> [GIVEN PROBLEM]: Reproduce each line of the material exactly, minus any picture.

> [RECORDS FOR THIS EXERCISE]:
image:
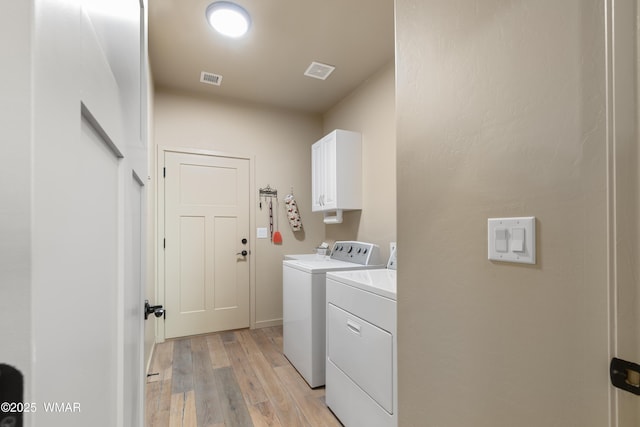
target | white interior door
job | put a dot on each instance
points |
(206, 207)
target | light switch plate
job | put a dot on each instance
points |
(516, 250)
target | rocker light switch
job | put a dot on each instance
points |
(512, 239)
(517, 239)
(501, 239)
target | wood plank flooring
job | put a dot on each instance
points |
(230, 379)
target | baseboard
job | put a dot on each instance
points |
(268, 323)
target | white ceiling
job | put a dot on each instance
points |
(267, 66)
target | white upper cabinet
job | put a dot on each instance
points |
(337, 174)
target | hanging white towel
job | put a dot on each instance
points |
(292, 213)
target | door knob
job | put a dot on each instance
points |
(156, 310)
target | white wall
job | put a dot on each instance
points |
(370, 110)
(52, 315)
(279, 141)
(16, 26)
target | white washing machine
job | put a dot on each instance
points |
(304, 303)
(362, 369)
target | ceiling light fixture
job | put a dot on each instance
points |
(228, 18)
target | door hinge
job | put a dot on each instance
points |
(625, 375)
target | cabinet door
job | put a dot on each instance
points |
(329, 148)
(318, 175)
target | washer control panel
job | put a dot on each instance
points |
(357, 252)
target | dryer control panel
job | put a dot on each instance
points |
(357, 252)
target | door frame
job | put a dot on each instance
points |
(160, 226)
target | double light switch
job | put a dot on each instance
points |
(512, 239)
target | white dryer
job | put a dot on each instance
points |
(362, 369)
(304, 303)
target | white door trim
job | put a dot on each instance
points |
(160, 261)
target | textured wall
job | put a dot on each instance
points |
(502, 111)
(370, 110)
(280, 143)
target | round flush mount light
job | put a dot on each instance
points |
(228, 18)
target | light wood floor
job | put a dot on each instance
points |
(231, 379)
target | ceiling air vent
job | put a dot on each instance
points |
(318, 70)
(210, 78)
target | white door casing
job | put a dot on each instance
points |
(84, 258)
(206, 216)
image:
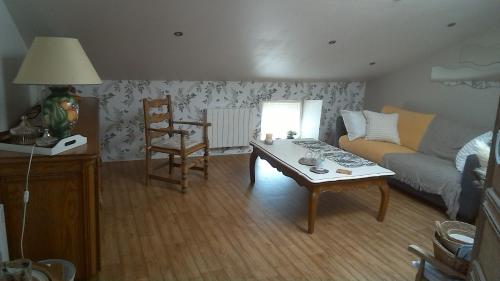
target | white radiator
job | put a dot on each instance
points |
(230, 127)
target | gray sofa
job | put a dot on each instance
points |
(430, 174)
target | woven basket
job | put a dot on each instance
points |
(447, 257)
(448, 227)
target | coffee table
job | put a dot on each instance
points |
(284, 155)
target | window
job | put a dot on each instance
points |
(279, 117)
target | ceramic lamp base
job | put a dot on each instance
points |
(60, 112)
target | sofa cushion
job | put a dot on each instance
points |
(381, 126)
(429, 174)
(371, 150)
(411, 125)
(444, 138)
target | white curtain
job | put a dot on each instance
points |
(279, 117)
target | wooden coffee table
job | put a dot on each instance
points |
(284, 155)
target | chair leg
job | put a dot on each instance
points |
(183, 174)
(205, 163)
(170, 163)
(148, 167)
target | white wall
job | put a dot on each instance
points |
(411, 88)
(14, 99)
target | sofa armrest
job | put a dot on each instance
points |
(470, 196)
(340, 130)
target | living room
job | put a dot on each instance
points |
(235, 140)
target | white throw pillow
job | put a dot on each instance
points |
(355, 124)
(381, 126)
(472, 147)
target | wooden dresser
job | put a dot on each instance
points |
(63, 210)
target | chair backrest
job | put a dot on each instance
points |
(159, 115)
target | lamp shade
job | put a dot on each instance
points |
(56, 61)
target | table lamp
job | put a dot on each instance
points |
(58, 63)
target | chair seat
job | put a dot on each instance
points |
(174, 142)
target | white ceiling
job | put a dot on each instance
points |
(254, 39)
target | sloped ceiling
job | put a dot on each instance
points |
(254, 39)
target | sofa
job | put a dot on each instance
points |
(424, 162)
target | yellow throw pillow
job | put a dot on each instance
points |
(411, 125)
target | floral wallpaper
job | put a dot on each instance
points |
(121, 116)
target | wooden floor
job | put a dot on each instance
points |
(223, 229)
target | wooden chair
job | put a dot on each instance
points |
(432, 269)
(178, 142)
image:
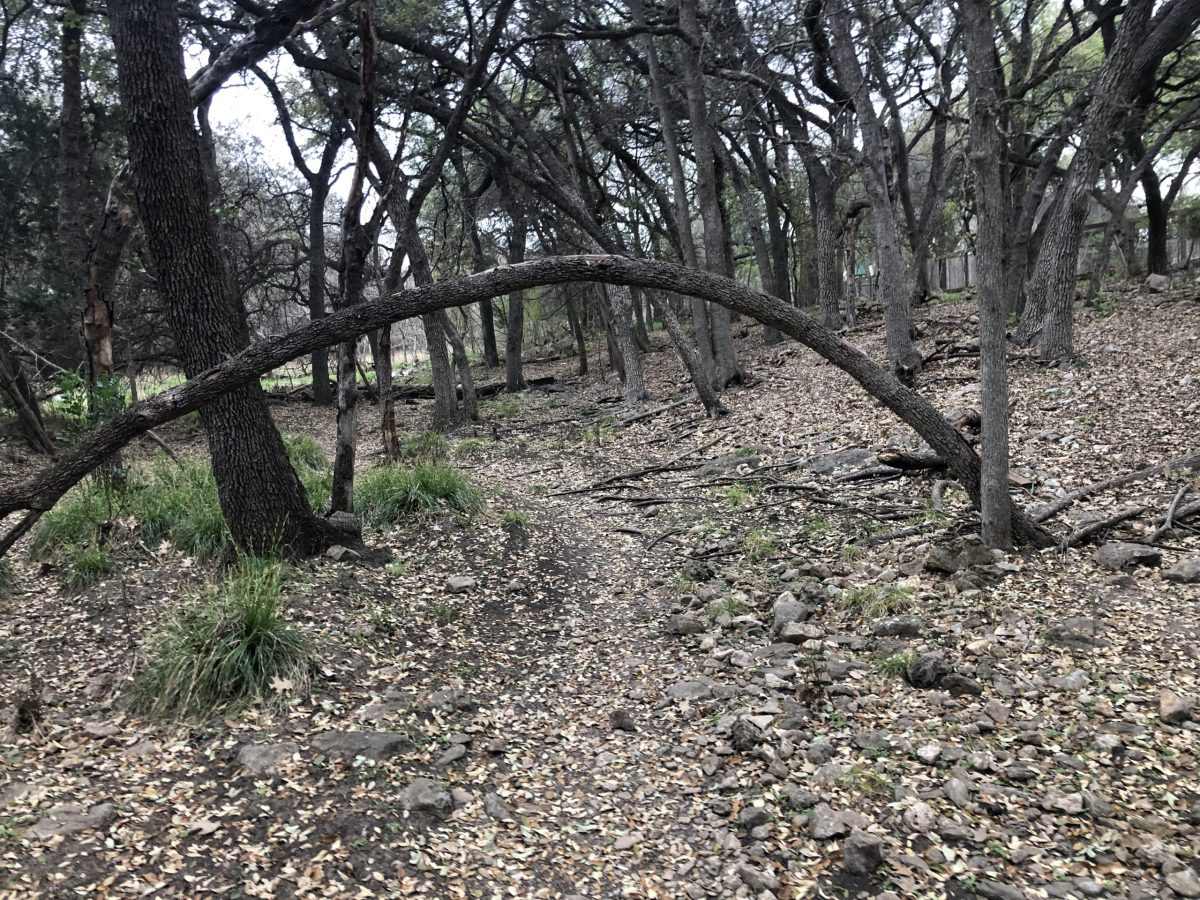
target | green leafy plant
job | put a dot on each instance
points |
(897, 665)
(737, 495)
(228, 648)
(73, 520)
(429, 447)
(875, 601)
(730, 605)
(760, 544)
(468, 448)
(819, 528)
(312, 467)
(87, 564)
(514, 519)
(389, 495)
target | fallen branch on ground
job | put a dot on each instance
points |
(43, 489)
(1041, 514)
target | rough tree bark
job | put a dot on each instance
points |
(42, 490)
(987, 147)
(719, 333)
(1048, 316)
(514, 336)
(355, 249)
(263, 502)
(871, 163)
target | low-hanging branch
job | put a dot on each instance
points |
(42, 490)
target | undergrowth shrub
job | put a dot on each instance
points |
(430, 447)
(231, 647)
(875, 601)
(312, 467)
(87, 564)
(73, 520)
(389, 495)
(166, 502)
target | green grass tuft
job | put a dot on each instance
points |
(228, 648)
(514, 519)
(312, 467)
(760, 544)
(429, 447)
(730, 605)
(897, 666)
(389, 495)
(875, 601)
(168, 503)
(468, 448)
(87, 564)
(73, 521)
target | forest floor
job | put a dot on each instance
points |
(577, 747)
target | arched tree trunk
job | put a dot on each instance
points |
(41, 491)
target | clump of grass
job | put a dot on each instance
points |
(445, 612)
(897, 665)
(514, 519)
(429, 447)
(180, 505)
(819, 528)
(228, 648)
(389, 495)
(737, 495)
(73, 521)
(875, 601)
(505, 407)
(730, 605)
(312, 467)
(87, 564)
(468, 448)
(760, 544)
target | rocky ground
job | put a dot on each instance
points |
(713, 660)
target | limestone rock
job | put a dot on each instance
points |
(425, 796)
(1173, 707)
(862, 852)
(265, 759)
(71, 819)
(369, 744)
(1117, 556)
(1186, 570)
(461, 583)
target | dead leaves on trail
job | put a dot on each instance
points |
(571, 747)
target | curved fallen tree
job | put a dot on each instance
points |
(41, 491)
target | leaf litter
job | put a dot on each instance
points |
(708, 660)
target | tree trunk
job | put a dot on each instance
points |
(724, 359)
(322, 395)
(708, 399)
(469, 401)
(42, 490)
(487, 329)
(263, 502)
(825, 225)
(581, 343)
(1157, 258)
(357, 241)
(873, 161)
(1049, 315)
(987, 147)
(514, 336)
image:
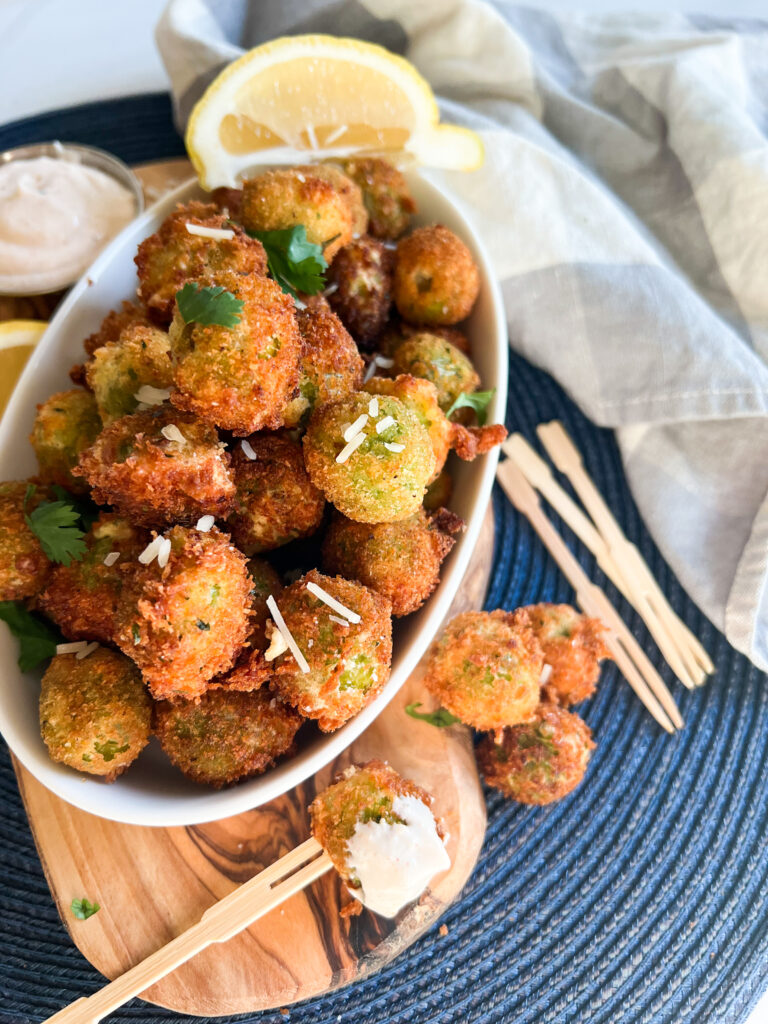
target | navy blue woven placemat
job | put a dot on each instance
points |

> [FULL OUTPUT]:
image:
target | white interior door
job | put a dot on each instance
points |
(206, 207)
target | light switch plate
job | put a dot on each instance
points |
(516, 250)
target | rocker light switch
job | put a dot on each instance
points |
(512, 239)
(517, 239)
(501, 239)
target | wood plank flooring
job | put a dot on each instance
points |
(230, 379)
target | baseboard
job | put a dot on each instance
points |
(268, 323)
target | white ceiling
job | put a dot on each instance
points |
(267, 66)
target | white upper cabinet
job | put a dot on each instance
points |
(337, 174)
target | hanging white towel
job | put a dot on each instance
points |
(292, 213)
target | door knob
job | put a dot on each instance
points |
(156, 310)
target | white wall
job | put a dot on each instance
points |
(370, 110)
(52, 315)
(279, 141)
(16, 26)
target | white washing machine
job | put a dot on each instance
points |
(304, 303)
(362, 369)
target | ceiling light fixture
job | put a dot on each instance
points |
(228, 18)
target | door hinge
job | put a dot on each instance
points |
(625, 375)
target | cabinet door
job | put a dot on each instance
points |
(329, 148)
(318, 175)
target | washer control panel
job | put a dot on each instance
points |
(357, 252)
target | dryer control panel
job | put a dot on each instance
points |
(357, 252)
target | door frame
job | put a dot on each instance
points |
(160, 226)
target | double light switch
job | put a dot on each instance
points |
(512, 239)
target | white dryer
job | put a dot on each instance
points |
(362, 369)
(304, 303)
target | white door trim
job | put a dot on each instance
points |
(160, 261)
target | textured wall
job | put a dot on each instance
points |
(502, 111)
(370, 110)
(280, 143)
target | round flush mount light
job | put a dot on each instance
points |
(228, 18)
target | light wood floor
job | put a dot on each instance
points |
(231, 379)
target | ceiling air vent
job | put a dot on each instance
points |
(318, 70)
(210, 78)
target | white door casing
job | put a dot on each instance
points |
(84, 258)
(206, 216)
image:
target | white radiator
job | put a dot on each instance
points |
(230, 127)
target | gray sofa
job | put a dot on each instance
points |
(430, 174)
target | woven basket
job | put a dot on each instance
points |
(447, 257)
(448, 227)
target | coffee table
job | put a dot on each instance
points |
(284, 155)
target | window
job | put a dot on each instance
points |
(279, 117)
target | ceramic lamp base
job | put a dot on each instance
points |
(60, 112)
target | sofa cushion
job | put a dot on each instance
points |
(381, 126)
(429, 174)
(371, 150)
(411, 125)
(444, 138)
target | white curtain
job | put a dot on each instance
points |
(279, 117)
target | wooden coffee table
job | put a dot on each instance
points |
(284, 155)
target | chair leg
job | put a dot on each instance
points |
(183, 174)
(205, 163)
(170, 163)
(148, 167)
target | white wall
job | put a dot on each instance
points |
(411, 88)
(14, 99)
target | sofa armrest
job | put a dot on each instance
points |
(470, 196)
(340, 130)
target | living room
job | put a dot on each instance
points |
(235, 140)
target | white throw pillow
job | put a dot on each instance
points |
(355, 124)
(381, 126)
(472, 147)
target | wooden dresser
job | put a dot on each instance
points |
(63, 210)
target | chair backrest
job | put a dot on each instance
points |
(159, 115)
target | lamp shade
job | put a dot on each instance
points |
(56, 61)
target | table lamp
job | put a dot on each instance
points |
(58, 63)
target | chair seat
job | put a dot on each instance
points |
(174, 142)
target | white ceiling
job | put a dot on each instance
points |
(254, 39)
target | sloped ceiling
job | put a dot on each instance
points |
(254, 39)
target | sofa
job | put a dot on each instance
points |
(424, 162)
target | yellow throw pillow
job | put a dot on each instance
points |
(411, 125)
target | floral wallpaper
job | put a dot on each instance
points |
(121, 116)
target | wooden floor
job | put a dot on each instance
points |
(223, 229)
target | wooden chair
job | put a dot on each instance
points |
(432, 269)
(178, 142)
image:
target | green leafy plant
job | put a dot on each instance
points |
(897, 665)
(737, 495)
(228, 648)
(73, 520)
(429, 447)
(875, 601)
(730, 605)
(760, 544)
(468, 448)
(819, 528)
(312, 467)
(87, 564)
(514, 519)
(389, 495)
target | fallen branch on ground
job | put a dot on each instance
points |
(43, 489)
(1041, 514)
target | rough tree bark
job | put a dot on each instance
points |
(42, 490)
(987, 147)
(719, 333)
(1048, 316)
(514, 336)
(355, 249)
(263, 502)
(871, 163)
target | low-hanging branch
job | put a dot on each instance
points |
(42, 490)
target | undergrowth shrub
job | put a dot on each instance
points |
(430, 447)
(231, 647)
(875, 601)
(312, 467)
(87, 564)
(73, 520)
(389, 495)
(166, 502)
target | green grass tuft
job | put a dot on each instance
points |
(228, 648)
(514, 519)
(312, 467)
(760, 544)
(429, 447)
(730, 605)
(897, 666)
(389, 495)
(875, 601)
(168, 503)
(468, 448)
(87, 564)
(73, 521)
target | forest floor
job | put a dot on each instance
points |
(577, 747)
target | arched tree trunk
job | put a dot on each instance
points |
(41, 491)
target | clump of grass
job | put a dot on each instance
points |
(445, 612)
(897, 665)
(514, 519)
(429, 447)
(180, 505)
(819, 528)
(228, 648)
(389, 495)
(737, 495)
(73, 521)
(875, 601)
(505, 407)
(730, 605)
(312, 467)
(87, 564)
(468, 448)
(760, 544)
target | rocky ground
job | put a dot on each instance
points |
(713, 660)
target | limestone rock
job | put a dot on each instance
points |
(425, 796)
(1173, 707)
(862, 852)
(265, 759)
(71, 819)
(369, 744)
(1117, 556)
(1186, 570)
(461, 583)
target | dead leaves on trail
job | put a dot on each instance
points |
(571, 747)
target | curved fallen tree
job | put a dot on each instance
points |
(41, 491)
target | leaf litter
job | put a dot on each instance
points |
(708, 660)
target | tree trunk
job | put a dot on each instance
points |
(724, 359)
(322, 395)
(708, 399)
(469, 401)
(42, 490)
(487, 329)
(263, 502)
(825, 225)
(581, 343)
(1157, 258)
(357, 241)
(873, 161)
(1049, 315)
(987, 147)
(514, 336)
image:
target | navy blue woven placemat
job | put a dot on each instance
points |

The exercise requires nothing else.